= WHAT YOU WILL DO =
Reproduce, word for word, the part of the video-loading notebook below that starts with "The following code" and goes on through "video_data = CamGear(video_path).start()".

= DOCUMENT EXTRACT =
↓↓↓

TODO: Implement augmentation to the data

In [10]:
pip_install('pytorchvideo')

In [11]:
from torchvision import transforms

from pytorchvideo.transforms import (
    ApplyTransformToKey,
    Normalize,
    RandomShortSideScale,
    UniformTemporalSubsample,
    Permute,
)

from torchvision.transforms import (
    Compose,
    Lambda,
    RandomCrop,
    CenterCrop,
    RandomAdjustSharpness,
    Resize,
    ColorJitter,
    RandomHorizontalFlip
)

from torchvision.transforms._transforms_video import (
    CenterCropVideo,
    NormalizeVideo
)



As an option, it is possible to keep frames with hands. This might be helpful when there are many 'idle' frames in the beginning or end.

The following code performs using the mediapipe's hand detection API. It might slow down the fetching process but if this step is necessary, then the data shall be saved first, and then loaded using a regular dataloader.

In [12]:
def get_video_frames(video_path,video_transform):
  video_data = None

  if config.video_processing_tool == 'OpenCV':
    video_data = cv2.VideoCapture(video_path)
  elif config.video_processing_tool == 'VidGear':
    video_data = CamGear(video_path).start()
  elif config.video_processing_tool == 'TorchVision':
    video_data, _, _ = torchvision.io.read_video(video_path, output_format="THWC")

  final_frames = video_data
  if config.keep_hands_only:
    final_frames = keep_frames_with_hands(video_data, crop_size=config.video_size).to(config.device)

  if video_transform:
    apply_trans = apply_video_transforms()
    hands_only = apply_trans(final_frames)

  if config.video_processing_tool == 'OpenCV':
    video_data.release()
  elif config.video_processing_tool == 'VidGear':
    video_data.stop()
  elif config.video_processing_tool == 'TorchVision':
    pass


  n,l,w,h = final_frames.shape

  # When frames are more than we need but not that much (just trim it from the start and end)
  if (n > config.max_frames) and (n < 2*config.max_frames):
    left = (n-config.max_frames)//2
    final_frames_new = final_frames[left:(n-left-1),:,:,:]
  # If we have much more frames than we need
  elif (n > config.max_frames):
    # Cut 5 frames from start/end and then skip every n-th
    slice_step = ((n-10)//config.max_frames+1)
    final_frames_new = final_frames[5:(n-5):slice_step,:,:,:]
  else:
    final_frames_new = final_frames

  n = final_frames_new.shape[0]

  # If we have less frames than we need
  if (n < config.max_frames):
    # fill with the last frames (usually 1)
    compliment_arr = hands_only[-(config.max_frames-n):,:,:,:]
    final_frames_new = torch.cat((final_frames_new,compliment_arr),0)

  return final_frames_new

def tensor2list(mdim_tensor):
  tensor_stack = []
  for i in range(mdim_tensor.shape[0]):
    tensor_stack.append(mdim_tensor[i])

↑↑↑

(Recorded data)
↓↓↓

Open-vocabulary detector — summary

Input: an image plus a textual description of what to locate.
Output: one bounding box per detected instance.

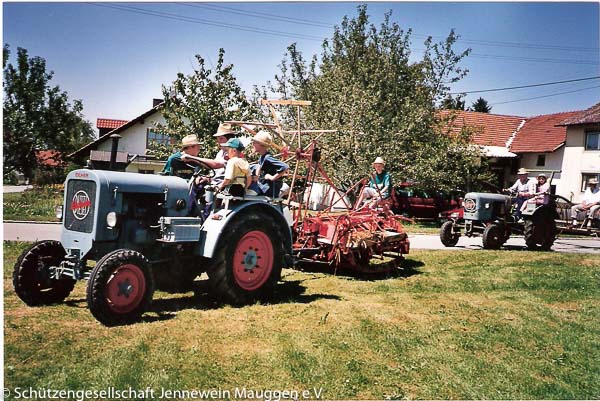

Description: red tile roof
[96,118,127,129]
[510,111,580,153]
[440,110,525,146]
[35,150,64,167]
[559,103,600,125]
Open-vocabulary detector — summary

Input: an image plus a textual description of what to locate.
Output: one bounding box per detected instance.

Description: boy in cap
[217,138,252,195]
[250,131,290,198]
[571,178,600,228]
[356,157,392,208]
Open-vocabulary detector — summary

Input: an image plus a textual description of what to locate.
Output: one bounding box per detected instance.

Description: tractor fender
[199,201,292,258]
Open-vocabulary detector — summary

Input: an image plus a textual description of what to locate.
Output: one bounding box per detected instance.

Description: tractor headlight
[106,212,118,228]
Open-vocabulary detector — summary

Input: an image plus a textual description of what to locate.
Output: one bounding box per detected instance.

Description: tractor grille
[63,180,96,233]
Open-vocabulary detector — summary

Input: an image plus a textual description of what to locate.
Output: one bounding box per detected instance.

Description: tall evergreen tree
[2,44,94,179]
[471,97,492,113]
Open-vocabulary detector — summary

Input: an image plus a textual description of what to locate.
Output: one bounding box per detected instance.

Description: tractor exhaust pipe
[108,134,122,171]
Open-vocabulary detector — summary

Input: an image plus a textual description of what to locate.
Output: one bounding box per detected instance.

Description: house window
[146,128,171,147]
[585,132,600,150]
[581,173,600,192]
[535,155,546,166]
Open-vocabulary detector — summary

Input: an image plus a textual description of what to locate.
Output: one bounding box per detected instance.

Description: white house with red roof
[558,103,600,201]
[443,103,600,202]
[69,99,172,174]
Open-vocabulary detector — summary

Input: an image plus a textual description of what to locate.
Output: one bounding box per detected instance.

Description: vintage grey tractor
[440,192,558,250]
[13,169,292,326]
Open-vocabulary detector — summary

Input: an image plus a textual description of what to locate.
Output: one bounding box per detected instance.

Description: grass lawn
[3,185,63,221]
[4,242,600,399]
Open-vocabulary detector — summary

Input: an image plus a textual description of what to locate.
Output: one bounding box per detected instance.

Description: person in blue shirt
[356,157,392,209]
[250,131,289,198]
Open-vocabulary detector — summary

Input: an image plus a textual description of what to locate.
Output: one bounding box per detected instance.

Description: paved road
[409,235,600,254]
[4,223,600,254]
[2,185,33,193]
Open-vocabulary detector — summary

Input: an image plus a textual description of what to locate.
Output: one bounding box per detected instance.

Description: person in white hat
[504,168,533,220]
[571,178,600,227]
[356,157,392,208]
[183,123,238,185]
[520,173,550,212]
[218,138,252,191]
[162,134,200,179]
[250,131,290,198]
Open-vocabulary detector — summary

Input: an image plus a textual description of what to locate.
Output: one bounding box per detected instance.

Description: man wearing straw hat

↑↑↑

= ANSWER TO THE EXERCISE =
The following code performs using the mediapipe's hand detection API. It might slow down the fetching process but if this step is necessary, then the data shall be saved first, and then loaded using a regular dataloader.

In [12]:
def get_video_frames(video_path,video_transform):
  video_data = None

  if config.video_processing_tool == 'OpenCV':
    video_data = cv2.VideoCapture(video_path)
  elif config.video_processing_tool == 'VidGear':
    video_data = CamGear(video_path).start()